» **Problem requirements**: Each line starting at the one that contains "Target: white building with red roof" and ending at the one that contains "Might you point out the tree in" must be returned exactly, and the rest of the listing is left out.
──────── Task inputs ────────
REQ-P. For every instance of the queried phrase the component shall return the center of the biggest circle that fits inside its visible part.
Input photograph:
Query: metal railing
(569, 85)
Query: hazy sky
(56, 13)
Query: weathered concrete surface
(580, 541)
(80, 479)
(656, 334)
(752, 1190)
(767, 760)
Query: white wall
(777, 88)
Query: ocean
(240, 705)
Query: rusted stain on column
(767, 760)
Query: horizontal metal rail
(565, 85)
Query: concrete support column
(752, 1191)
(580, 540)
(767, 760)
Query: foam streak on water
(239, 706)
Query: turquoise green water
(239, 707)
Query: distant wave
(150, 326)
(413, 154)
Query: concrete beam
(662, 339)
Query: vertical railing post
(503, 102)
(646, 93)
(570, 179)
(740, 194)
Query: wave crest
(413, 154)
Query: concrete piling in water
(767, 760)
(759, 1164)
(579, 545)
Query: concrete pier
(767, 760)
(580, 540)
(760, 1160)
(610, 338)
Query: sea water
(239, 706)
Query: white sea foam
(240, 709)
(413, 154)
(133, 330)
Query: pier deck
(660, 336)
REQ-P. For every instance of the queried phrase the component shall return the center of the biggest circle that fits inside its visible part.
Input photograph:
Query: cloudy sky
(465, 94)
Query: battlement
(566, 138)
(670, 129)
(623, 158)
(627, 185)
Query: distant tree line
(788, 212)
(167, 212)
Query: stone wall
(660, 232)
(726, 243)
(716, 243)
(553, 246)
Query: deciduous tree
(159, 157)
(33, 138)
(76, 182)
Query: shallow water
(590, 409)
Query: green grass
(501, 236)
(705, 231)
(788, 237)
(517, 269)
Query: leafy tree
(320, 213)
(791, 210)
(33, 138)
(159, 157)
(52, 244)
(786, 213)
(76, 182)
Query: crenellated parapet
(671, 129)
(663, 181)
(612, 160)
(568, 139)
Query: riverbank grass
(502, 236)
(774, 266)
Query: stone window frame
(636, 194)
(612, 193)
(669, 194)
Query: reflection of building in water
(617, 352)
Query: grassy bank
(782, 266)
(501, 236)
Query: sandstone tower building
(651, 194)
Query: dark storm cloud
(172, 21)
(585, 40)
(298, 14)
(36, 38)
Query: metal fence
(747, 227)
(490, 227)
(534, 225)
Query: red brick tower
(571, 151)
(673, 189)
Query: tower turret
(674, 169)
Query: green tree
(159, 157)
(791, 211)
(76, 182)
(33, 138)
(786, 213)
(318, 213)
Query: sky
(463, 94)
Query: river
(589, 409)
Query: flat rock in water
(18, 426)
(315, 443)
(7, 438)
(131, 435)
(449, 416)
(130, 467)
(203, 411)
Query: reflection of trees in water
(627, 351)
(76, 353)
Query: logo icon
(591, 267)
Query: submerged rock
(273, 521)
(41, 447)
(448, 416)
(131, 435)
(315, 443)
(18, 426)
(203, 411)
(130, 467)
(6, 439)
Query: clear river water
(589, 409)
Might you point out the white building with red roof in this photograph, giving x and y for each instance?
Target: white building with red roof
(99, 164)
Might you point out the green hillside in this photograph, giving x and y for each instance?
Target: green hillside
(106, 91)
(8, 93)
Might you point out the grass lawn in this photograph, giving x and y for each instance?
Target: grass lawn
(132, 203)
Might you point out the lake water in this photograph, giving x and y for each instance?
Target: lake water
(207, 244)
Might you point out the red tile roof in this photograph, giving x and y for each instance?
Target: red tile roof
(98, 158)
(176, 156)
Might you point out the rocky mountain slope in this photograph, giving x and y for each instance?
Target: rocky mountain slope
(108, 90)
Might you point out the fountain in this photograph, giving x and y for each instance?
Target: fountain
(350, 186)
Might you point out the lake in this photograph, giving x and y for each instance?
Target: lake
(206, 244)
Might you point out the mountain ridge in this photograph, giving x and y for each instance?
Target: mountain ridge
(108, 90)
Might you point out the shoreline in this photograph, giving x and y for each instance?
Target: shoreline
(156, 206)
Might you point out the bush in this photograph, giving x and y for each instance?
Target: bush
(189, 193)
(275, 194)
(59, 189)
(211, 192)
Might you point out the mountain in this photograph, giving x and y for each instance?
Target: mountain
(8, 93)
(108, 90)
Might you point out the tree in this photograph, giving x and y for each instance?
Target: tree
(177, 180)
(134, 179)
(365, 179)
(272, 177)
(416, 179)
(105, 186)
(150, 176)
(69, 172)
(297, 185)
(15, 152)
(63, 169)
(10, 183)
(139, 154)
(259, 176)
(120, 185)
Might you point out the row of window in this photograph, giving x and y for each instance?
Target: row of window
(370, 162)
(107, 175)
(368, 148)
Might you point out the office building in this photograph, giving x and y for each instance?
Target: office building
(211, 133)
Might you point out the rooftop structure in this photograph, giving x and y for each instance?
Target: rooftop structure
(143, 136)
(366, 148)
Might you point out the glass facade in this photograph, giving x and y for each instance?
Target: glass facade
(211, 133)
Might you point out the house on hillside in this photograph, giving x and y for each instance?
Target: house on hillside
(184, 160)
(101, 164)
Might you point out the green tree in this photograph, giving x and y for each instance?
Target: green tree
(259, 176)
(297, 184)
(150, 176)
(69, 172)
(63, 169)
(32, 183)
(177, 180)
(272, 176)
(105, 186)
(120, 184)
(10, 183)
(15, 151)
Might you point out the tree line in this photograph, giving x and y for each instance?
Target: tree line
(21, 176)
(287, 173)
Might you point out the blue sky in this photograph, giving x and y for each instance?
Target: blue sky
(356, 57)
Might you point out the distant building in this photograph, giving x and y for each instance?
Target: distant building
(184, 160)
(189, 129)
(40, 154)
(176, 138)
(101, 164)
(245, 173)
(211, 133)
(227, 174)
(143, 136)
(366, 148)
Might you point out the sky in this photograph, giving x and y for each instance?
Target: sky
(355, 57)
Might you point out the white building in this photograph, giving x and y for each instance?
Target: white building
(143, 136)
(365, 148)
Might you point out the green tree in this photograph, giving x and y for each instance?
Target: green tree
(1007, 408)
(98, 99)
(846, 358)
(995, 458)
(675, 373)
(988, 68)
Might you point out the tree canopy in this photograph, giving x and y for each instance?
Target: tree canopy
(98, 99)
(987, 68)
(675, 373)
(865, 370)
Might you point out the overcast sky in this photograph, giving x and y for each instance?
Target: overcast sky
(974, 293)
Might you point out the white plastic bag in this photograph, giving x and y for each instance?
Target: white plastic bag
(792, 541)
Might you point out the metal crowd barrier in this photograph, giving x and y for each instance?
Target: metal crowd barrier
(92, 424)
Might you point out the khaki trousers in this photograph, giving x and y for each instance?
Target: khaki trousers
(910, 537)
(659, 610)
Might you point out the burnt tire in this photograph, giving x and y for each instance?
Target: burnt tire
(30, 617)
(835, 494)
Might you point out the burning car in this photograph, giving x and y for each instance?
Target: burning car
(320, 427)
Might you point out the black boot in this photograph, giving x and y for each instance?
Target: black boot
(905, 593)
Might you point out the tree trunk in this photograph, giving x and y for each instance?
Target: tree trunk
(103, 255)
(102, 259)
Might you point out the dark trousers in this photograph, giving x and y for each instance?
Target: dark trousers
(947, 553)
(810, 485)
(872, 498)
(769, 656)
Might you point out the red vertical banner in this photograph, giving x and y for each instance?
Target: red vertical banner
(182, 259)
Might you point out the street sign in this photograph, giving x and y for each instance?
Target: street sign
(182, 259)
────────
» **Reply**:
Target: white building with red roof
(99, 164)
Might you point out the green hillside in this photograph, giving x and y for each instance?
Target: green hillside
(106, 91)
(8, 93)
Might you point out the grass lawn in this photograph, giving x and y for each instance?
Target: grass lawn
(132, 203)
Might you point out the lake water in this photograph, giving x and y for each instance?
Target: lake water
(207, 244)
Might you point out the red tile roof in this photograph, giving x and y for each instance?
Target: red tile roof
(98, 158)
(176, 156)
Might you point out the rocky mountain slope in this photograph, giving x and y for each instance?
Target: rocky mountain slope
(108, 90)
Might you point out the fountain in this photograph, giving x and y for each instance?
Target: fountain
(350, 186)
Might you point out the lake in this photograph, giving x and y for each instance?
Target: lake
(206, 244)
Might you point out the mountain ridge in this photograph, giving x and y for each instance?
Target: mountain ridge
(108, 90)
Might you point out the shoreline in this photograph, giving x and y for each instance?
Target: shoreline
(156, 206)
Might you point out the bush in this photograph, giving x and y for each instance?
Target: bush
(189, 193)
(275, 194)
(59, 189)
(211, 192)
Might you point out the mountain in this photograph, giving x and y for each instance?
Target: mountain
(8, 93)
(108, 90)
Might you point out the tree in this photograph, giving x and y for each instance?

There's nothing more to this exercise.